BEGIN Text under study
But it’s about more than the tech
The benefits of digital transformation sound nice, but the reality often falls short of the promise. In the worst cases, an organization invests a load of money into a new tool that hampers current practices without producing any noticeable gains in productivity or cost reduction. There are many reasons why this might happen. Sometimes, the problem occurs before the tech search even begins.
A big issue, Spend Matters Lead Analyst for Upstream Procurement Bertrand Maltaverne says, is that many use three different words more or less interchangeably: digitization, digitalization and digital transformation. He defines the three as follows:
- Digitization is the conversion from analog to digital, e.g., translating written information into data.
- Digitalization is the process of using digital technology and the impact it has on business operations (e.g., digitalization of a process).
- Digital transformation is a digital-first approach encompassing all aspects of business, regardless of whether it concerns a digital business or not.
Note that a major differentiating factor between these three definitions is the central importance placed on tech. It begins as the central point when considering the tool itself to become an enabler for an organization’s function. This distinction is echoed in a similar definition given by The Hackett Group in 2018: “[I]mproving customer experiences, operational efficiency and agility by fundamentally changing the way business services are delivered, using digital technologies as the enabler of holistic transformation.” Digital transformation is about the wider transformation that digital tools enable, not the transformation of analog tools into digital ones.
END Text under study
About this task.
Please quote the whole digital transformation text above, word for word. The data after this is separate material and has no connection to the digital transformation text.
BEGIN Data
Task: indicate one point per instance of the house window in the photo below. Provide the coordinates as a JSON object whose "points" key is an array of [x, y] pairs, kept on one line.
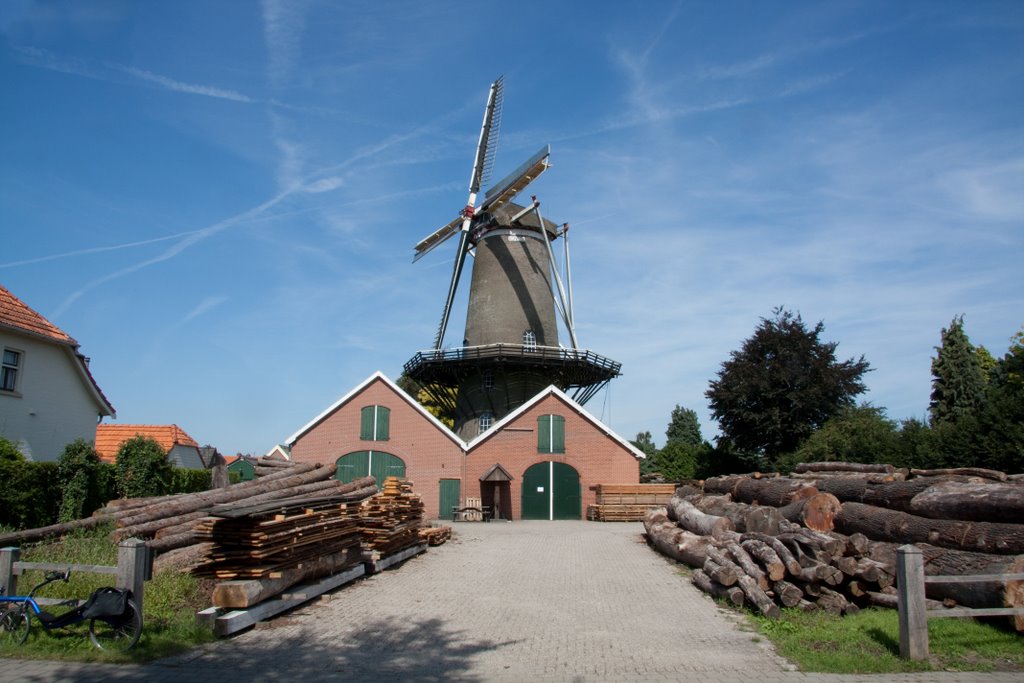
{"points": [[375, 423], [484, 422], [8, 373], [551, 433]]}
END Data
Written reply.
But it’s about more than the tech
The benefits of digital transformation sound nice, but the reality often falls short of the promise. In the worst cases, an organization invests a load of money into a new tool that hampers current practices without producing any noticeable gains in productivity or cost reduction. There are many reasons why this might happen. Sometimes, the problem occurs before the tech search even begins.
A big issue, Spend Matters Lead Analyst for Upstream Procurement Bertrand Maltaverne says, is that many use three different words more or less interchangeably: digitization, digitalization and digital transformation. He defines the three as follows:
- Digitization is the conversion from analog to digital, e.g., translating written information into data.
- Digitalization is the process of using digital technology and the impact it has on business operations (e.g., digitalization of a process).
- Digital transformation is a digital-first approach encompassing all aspects of business, regardless of whether it concerns a digital business or not.
Note that a major differentiating factor between these three definitions is the central importance placed on tech. It begins as the central point when considering the tool itself to become an enabler for an organization’s function. This distinction is echoed in a similar definition given by The Hackett Group in 2018: “[I]mproving customer experiences, operational efficiency and agility by fundamentally changing the way business services are delivered, using digital technologies as the enabler of holistic transformation.” Digital transformation is about the wider transformation that digital tools enable, not the transformation of analog tools into digital ones.